Strawberry blonde helps more than people expect. It is not one color. It’s usually some mix of peach, copper, beige, gold, and a soft rose tone, and that blend makes layered hair look richer. On long hair, especially, the difference is obvious: a single-tone blonde can disappear into the length, while strawberry blonde catches every bend, bend by bend, piece by piece.

Why These Long Strawberry Blonde Shags Feel Different

  • They keep the length you worked for. The best versions remove weight through the crown and interior, not by hacking away at the hemline, so the hair still swings instead of collapsing.

  • The color does half the styling. A layered cut with strawberry blonde ribbons looks more textured because the lighter and deeper pieces land in different places as the hair moves.

  • The fringe options are kinder than they look. Curtain bangs, bottleneck bangs, and soft side-swept fringe all grow out into face-framing layers with less drama than a blunt bang.

  • They can lean soft or edgy. Push the finish toward brushed-out waves and you get something romantic; rough up the texture with spray and the same cut reads grungier.

  • They work with air-drying or a blowout. That matters on long hair, because nobody wants a cut that only looks good with 40 minutes of heat styling.

What you need to do -
A. In the passage on long strawberry blonde shags, rewrite the part that begins at the words "Why These Long" and stops after "cut reads grungier.", putting "loose curls" in place of "brushed-out waves".
B. Based on the passage on long strawberry blonde shags, decide whether each statement agrees with it, answering yes or no and quoting the words that settle it: (i) The best versions take off weight by cutting at the hemline. (ii) Curtain bangs grow out into face-framing layers. (iii) Strawberry blonde is a single color.

Information provided -
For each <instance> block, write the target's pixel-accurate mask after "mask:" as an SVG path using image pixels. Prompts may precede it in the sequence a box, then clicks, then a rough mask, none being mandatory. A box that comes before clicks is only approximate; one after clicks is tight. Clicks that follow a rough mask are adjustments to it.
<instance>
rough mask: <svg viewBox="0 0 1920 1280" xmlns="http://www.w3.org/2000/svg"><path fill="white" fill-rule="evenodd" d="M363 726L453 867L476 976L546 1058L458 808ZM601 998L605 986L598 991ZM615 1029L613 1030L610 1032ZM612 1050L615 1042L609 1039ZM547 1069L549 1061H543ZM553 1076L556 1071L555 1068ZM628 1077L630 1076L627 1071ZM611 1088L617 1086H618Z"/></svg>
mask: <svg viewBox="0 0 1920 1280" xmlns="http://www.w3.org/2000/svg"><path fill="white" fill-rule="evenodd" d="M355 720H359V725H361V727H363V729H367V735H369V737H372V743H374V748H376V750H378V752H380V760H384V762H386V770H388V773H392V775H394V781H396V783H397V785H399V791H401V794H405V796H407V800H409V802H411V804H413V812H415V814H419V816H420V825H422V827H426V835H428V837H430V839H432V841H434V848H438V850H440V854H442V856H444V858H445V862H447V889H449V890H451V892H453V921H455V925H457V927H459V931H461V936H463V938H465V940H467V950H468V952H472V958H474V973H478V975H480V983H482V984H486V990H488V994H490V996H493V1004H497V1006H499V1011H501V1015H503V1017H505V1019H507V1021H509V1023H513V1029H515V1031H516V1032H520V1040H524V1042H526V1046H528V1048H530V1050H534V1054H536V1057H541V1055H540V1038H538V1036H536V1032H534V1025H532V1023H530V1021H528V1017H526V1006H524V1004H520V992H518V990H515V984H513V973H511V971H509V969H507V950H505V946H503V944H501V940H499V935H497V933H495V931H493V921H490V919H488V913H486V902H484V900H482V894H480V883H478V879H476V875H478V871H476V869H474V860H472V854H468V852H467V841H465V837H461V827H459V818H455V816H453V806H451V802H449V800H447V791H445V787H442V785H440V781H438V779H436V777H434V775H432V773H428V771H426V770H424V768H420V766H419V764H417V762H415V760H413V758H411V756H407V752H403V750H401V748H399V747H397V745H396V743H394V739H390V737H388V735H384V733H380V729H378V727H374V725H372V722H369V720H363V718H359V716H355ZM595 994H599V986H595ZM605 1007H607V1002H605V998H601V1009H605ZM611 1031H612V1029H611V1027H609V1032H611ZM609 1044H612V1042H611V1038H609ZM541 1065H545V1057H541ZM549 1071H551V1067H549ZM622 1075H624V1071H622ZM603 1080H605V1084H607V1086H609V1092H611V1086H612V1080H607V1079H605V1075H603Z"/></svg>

Outputs in order -
A.
Why These Long Strawberry Blonde Shags Feel Different

  • They keep the length you worked for. The best versions remove weight through the crown and interior, not by hacking away at the hemline, so the hair still swings instead of collapsing.

  • The color does half the styling. A layered cut with strawberry blonde ribbons looks more textured because the lighter and deeper pieces land in different places as the hair moves.

  • The fringe options are kinder than they look. Curtain bangs, bottleneck bangs, and soft side-swept fringe all grow out into face-framing layers with less drama than a blunt bang.

  • They can lean soft or edgy. Push the finish toward loose curls and you get something romantic; rough up the texture with spray and the same cut reads grungier.

B.
(i) No: "not by hacking away at the hemline"
(ii) Yes: "Curtain bangs, bottleneck bangs, and soft side-swept fringe all grow out into face-framing layers"
(iii) No: "It is not one color."